ASSIGNMENT:
Look below for the lines from the one with "Where can you spot the prayer" to the one with "Where can you spot the union", and copy exactly those lines, both ends included.

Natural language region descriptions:
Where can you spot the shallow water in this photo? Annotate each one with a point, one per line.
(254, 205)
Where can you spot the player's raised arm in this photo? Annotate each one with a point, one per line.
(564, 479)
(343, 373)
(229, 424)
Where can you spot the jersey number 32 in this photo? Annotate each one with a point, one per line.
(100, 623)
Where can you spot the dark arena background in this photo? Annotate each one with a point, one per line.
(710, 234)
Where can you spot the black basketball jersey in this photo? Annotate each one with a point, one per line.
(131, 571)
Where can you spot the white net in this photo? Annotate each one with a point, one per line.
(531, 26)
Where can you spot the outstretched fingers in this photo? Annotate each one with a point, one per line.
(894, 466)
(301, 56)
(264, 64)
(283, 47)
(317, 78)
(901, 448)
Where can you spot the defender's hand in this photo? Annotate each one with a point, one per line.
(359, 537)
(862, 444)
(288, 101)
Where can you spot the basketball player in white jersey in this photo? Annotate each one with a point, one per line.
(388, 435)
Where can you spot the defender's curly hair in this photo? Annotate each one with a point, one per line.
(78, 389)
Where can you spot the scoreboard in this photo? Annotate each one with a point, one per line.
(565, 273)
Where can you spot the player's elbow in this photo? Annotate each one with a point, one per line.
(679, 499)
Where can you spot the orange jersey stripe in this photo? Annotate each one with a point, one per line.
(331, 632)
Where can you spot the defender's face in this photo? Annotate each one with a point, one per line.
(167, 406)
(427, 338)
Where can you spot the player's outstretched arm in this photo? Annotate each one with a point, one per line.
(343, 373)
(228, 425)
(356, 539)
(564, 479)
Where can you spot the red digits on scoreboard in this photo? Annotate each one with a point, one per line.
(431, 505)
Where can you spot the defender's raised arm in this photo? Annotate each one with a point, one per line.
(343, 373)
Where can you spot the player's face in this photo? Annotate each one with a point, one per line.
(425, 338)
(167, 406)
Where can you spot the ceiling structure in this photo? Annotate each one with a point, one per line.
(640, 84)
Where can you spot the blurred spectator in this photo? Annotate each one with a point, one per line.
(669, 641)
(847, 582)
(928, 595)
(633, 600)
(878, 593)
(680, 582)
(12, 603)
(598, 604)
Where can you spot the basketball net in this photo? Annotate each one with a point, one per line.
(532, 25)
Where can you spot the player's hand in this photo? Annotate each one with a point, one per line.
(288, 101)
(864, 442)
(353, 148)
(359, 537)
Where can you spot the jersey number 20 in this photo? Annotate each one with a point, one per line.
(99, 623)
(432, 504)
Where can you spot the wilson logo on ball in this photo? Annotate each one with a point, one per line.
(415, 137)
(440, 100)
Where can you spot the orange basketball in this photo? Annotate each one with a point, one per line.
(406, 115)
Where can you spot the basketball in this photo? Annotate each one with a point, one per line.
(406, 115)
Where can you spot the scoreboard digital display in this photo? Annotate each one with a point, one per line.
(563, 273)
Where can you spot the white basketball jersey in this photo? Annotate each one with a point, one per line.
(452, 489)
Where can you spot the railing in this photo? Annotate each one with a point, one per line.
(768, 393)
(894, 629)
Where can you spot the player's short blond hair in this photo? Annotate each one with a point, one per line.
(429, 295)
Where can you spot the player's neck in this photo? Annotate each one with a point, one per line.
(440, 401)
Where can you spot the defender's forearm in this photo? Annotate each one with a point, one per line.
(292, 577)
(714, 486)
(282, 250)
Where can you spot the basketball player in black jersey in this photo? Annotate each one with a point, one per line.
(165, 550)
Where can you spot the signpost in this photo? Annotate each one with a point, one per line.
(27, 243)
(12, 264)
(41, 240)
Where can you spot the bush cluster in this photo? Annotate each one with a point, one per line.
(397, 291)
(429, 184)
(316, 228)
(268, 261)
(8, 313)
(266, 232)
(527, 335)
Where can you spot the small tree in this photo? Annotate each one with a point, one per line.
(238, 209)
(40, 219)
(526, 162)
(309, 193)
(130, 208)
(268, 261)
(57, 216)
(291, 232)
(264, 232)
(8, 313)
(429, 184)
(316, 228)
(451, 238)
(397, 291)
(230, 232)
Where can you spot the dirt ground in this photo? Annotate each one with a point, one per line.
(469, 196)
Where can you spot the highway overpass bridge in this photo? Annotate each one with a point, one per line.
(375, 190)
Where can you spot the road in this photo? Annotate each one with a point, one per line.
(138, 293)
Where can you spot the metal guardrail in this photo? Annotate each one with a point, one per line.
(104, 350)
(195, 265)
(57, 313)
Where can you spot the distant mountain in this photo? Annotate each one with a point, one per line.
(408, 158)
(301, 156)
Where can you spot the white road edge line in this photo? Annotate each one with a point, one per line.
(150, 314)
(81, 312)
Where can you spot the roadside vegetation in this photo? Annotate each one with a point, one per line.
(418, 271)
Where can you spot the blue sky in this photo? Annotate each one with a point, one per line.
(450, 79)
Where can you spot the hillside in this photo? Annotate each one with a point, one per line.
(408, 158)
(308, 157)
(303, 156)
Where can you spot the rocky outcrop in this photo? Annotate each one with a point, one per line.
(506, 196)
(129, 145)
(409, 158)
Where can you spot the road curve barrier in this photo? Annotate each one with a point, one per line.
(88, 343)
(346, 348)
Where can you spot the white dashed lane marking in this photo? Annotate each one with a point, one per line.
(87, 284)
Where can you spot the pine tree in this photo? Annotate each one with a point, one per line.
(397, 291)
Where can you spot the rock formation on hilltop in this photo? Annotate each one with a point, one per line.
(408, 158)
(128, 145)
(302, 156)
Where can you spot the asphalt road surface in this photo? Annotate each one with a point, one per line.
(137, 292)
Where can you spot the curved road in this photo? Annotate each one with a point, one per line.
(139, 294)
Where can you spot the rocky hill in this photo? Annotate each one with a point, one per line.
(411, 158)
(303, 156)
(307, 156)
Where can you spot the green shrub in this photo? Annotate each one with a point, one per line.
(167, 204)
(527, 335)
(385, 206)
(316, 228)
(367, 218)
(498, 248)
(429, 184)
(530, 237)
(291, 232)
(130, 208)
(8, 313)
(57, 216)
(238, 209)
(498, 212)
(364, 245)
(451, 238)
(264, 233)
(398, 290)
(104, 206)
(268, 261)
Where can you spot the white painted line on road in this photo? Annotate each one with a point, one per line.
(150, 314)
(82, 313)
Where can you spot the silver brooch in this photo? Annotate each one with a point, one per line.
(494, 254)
==
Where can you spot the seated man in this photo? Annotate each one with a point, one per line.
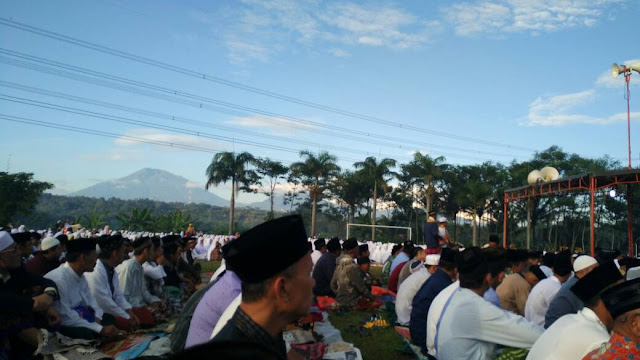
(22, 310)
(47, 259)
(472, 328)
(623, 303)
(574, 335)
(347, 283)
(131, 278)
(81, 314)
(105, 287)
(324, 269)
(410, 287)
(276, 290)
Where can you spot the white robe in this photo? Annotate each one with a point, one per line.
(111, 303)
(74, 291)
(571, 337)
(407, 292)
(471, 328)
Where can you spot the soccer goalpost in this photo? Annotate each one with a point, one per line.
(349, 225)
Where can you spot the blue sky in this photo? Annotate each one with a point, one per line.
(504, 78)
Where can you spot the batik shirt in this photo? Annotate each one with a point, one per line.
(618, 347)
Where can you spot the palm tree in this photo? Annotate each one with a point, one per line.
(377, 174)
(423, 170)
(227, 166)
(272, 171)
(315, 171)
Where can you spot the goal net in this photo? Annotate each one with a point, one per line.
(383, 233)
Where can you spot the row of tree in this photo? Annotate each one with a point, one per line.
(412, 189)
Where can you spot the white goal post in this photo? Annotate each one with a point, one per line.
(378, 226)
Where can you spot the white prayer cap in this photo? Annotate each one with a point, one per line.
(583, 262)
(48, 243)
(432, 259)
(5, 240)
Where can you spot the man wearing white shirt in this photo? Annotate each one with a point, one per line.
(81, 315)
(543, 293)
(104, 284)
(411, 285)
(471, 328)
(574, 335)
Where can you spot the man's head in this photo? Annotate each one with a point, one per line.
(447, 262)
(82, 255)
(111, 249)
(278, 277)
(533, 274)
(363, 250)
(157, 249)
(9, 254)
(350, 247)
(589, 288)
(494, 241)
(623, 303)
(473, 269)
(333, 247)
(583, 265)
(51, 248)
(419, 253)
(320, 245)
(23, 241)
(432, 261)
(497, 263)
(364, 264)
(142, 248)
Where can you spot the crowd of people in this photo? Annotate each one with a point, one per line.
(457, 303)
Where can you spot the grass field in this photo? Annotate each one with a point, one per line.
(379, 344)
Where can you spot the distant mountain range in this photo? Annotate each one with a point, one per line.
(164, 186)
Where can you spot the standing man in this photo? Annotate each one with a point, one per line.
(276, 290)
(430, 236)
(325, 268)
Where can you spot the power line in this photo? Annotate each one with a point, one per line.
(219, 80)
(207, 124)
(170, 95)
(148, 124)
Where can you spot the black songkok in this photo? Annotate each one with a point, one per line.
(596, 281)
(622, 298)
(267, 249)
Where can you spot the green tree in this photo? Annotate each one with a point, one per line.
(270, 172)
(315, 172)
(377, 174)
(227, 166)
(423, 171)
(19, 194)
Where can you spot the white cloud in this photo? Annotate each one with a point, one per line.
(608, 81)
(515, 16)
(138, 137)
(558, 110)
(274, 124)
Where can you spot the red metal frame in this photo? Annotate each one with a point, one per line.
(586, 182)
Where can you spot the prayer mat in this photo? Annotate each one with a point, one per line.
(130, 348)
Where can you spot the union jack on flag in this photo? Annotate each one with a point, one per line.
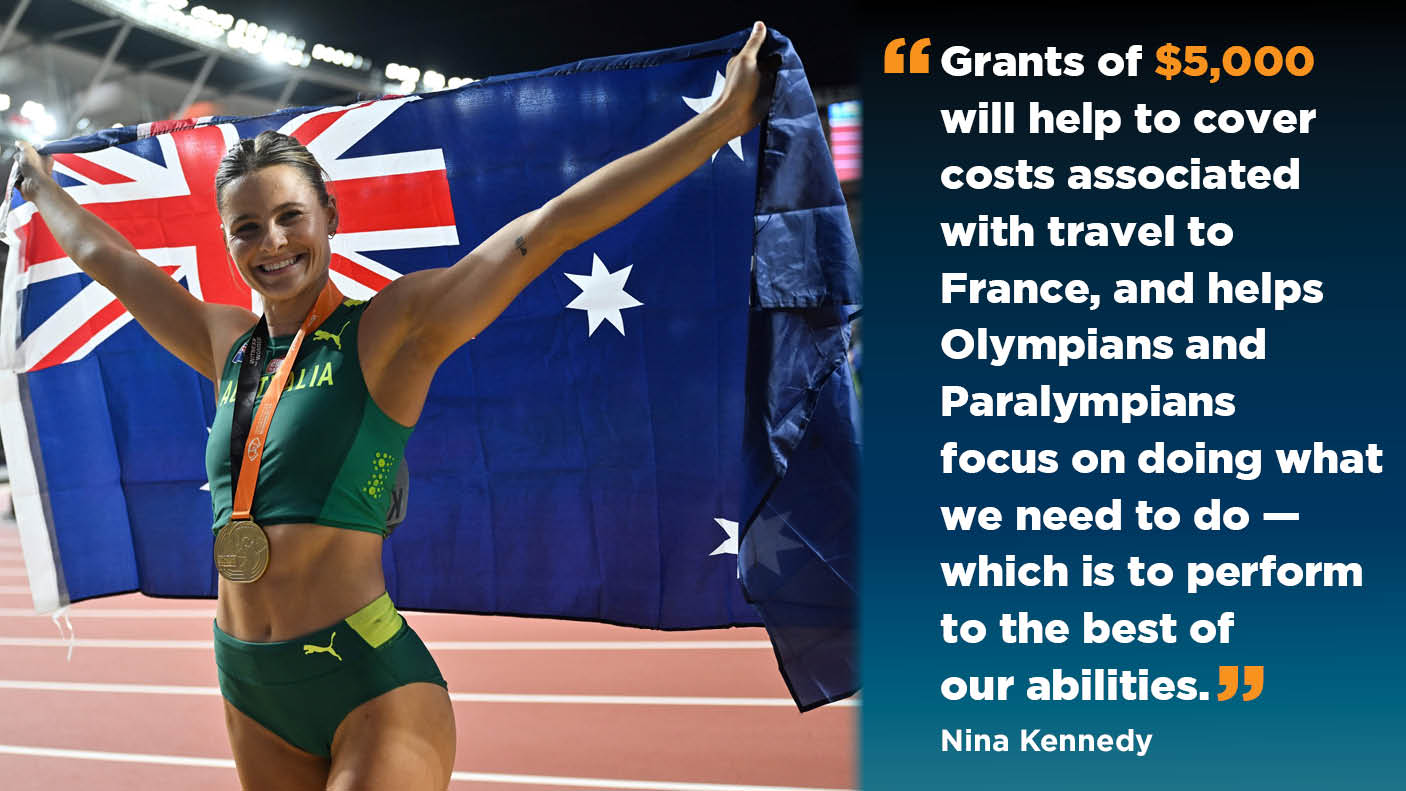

ANSWER SPACE:
Where can you spot the prayer mat in this photo? Annotate each one with a point, one per line.
(130, 348)
Where can you spot the union jack on flag in this photo? Annotate each one with a point, one per line.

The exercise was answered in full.